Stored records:
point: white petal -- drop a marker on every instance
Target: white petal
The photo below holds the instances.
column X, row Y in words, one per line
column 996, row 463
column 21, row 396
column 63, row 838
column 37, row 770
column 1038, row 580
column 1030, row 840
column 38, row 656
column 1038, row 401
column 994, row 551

Task directions: Switch "white petal" to "pale petal" throughout the records, and reproduce the lines with everything else left unchanged.

Response to the exercise:
point: pale petal -- drop a marker on every instance
Target: pale petal
The photo below holds the instances.
column X, row Y in words, one per line
column 996, row 463
column 21, row 396
column 63, row 838
column 37, row 770
column 1038, row 580
column 1030, row 840
column 38, row 656
column 1038, row 401
column 994, row 551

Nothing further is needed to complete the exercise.